Items listed in a dataset
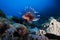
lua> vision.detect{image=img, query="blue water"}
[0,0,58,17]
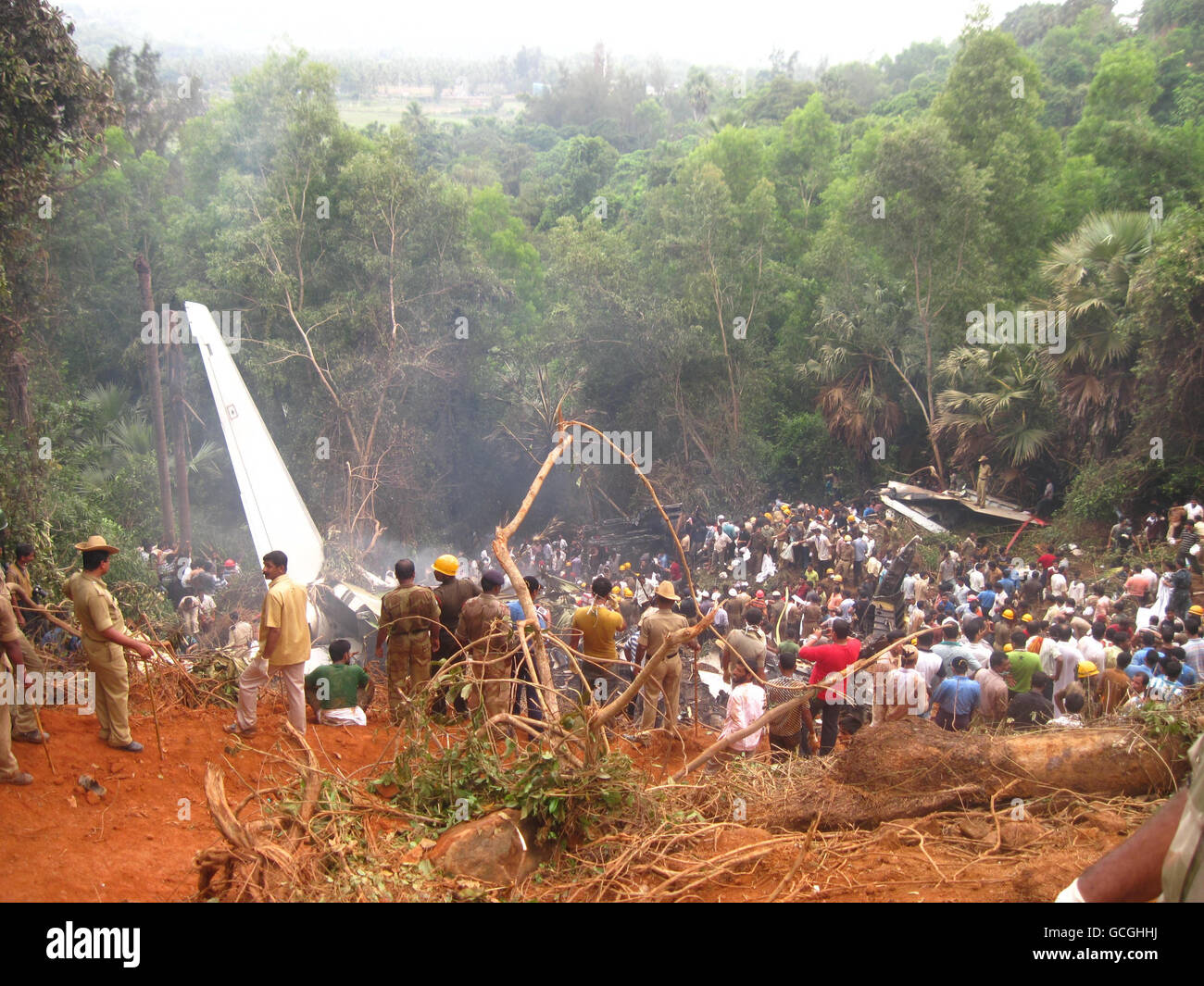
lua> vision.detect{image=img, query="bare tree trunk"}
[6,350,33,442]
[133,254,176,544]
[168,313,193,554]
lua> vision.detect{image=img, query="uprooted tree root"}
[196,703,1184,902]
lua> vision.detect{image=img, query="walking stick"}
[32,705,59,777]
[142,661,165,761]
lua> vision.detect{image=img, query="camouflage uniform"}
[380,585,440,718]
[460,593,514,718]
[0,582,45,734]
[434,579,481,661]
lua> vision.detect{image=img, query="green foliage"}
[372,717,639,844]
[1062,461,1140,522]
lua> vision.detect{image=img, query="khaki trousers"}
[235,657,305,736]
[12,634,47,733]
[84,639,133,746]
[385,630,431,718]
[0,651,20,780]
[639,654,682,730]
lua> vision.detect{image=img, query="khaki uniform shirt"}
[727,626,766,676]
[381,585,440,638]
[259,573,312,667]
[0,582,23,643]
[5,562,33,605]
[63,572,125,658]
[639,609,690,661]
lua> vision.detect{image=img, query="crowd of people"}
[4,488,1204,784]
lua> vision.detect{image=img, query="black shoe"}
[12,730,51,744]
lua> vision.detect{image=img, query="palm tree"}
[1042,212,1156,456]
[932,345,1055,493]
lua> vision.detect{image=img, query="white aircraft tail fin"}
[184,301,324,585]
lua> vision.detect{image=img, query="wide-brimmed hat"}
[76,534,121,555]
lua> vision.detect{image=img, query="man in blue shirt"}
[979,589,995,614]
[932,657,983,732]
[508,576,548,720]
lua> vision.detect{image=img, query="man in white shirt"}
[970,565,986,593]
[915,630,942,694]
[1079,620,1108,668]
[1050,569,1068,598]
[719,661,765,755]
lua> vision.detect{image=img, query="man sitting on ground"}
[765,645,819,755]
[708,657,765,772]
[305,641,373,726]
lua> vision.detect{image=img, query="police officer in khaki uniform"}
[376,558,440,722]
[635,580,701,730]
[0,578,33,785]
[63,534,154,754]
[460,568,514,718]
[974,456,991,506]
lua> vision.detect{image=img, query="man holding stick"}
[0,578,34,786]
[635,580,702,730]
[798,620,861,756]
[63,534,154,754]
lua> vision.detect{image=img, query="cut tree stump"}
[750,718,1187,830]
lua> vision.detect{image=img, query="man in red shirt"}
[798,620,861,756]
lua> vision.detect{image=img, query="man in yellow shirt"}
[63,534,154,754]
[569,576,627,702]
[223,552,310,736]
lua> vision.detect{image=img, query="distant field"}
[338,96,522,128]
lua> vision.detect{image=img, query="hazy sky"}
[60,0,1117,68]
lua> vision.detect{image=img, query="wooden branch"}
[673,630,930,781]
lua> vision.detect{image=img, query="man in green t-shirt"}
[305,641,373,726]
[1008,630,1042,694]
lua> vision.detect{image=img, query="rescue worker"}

▶ **JOB**: Return every line of the data above word for word, omitting the pictures.

▶ **SOLUTION FOR THIS TASK**:
lua> vision.detect{image=img, query="blue water"}
[0,0,58,17]
lua> vision.detect{image=img, query="bare tree trunk"}
[6,350,33,442]
[133,254,176,544]
[168,313,193,554]
lua> vision.detect{image=img, query="uprooted tree root"}
[196,703,1184,902]
lua> vision.detect{image=img, query="walking stick"}
[32,705,59,777]
[142,661,165,761]
lua> vision.detect{image=img, query="camouflage uniform"}
[380,585,440,718]
[460,593,514,718]
[0,582,45,734]
[434,579,481,661]
lua> vision.detect{image=img, query="green foliage"}
[372,717,639,844]
[1062,461,1140,522]
lua> vision.detect{image=img, query="khaki trousers"}
[235,657,305,736]
[12,634,47,733]
[84,639,133,746]
[385,630,431,718]
[0,651,20,780]
[639,654,682,730]
lua> vision.detect{image=img, query="khaki uniform shirt"}
[727,626,766,676]
[381,585,440,638]
[259,573,312,667]
[0,582,23,643]
[5,562,33,605]
[63,572,125,658]
[639,609,690,661]
lua> vision.detect{image=img, query="crowd of people"}
[4,488,1204,784]
lua> vision.detect{image=img, query="black shoe"}
[12,730,51,744]
lua> vision.detect{image=img, query="palm tree"}
[1042,212,1156,456]
[932,345,1055,493]
lua> vision.detect{image=img, query="white aircraft tail fin"}
[184,301,324,585]
lua> vision.detect{image=img, query="wide-brimmed hat"}
[76,534,121,555]
lua> vision.detect{image=img, query="man in blue shirt"}
[979,589,995,614]
[932,657,983,732]
[508,576,548,720]
lua> vision.detect{image=img, query="man in white shirt"}
[970,565,986,593]
[915,630,942,694]
[1079,620,1108,668]
[1050,569,1068,598]
[719,661,765,755]
lua> vision.detect{image=img, query="man sitting on ground"}
[765,645,819,755]
[708,657,765,772]
[305,641,373,726]
lua> vision.detect{image=img, query="police officer in khaki uniform"}
[376,558,440,722]
[635,580,701,730]
[0,578,33,785]
[63,534,154,754]
[460,568,514,718]
[974,456,991,506]
lua> vision.detect{image=img, query="man holding stick"}
[0,578,34,786]
[635,580,702,730]
[798,620,861,756]
[63,534,154,754]
lua> vision.detect{image=img, query="cut tree stump"}
[750,718,1187,830]
lua> vision.detect{image=img, query="man in red shirt"}
[798,620,861,756]
lua> vision.detect{image=img, query="man in yellow shirt"}
[63,534,154,754]
[569,576,627,702]
[223,552,310,736]
lua> vision.detect{image=img, query="distant field"}
[338,96,522,128]
lua> vision.detect{image=img, query="hazy sky"}
[60,0,1117,68]
lua> vision.detect{image=img, query="wooden branch"}
[673,630,930,781]
lua> vision.detect{image=img, query="man in green t-shirt"}
[305,641,373,726]
[1008,630,1042,694]
lua> vision.detect{image=img, query="rescue worker"}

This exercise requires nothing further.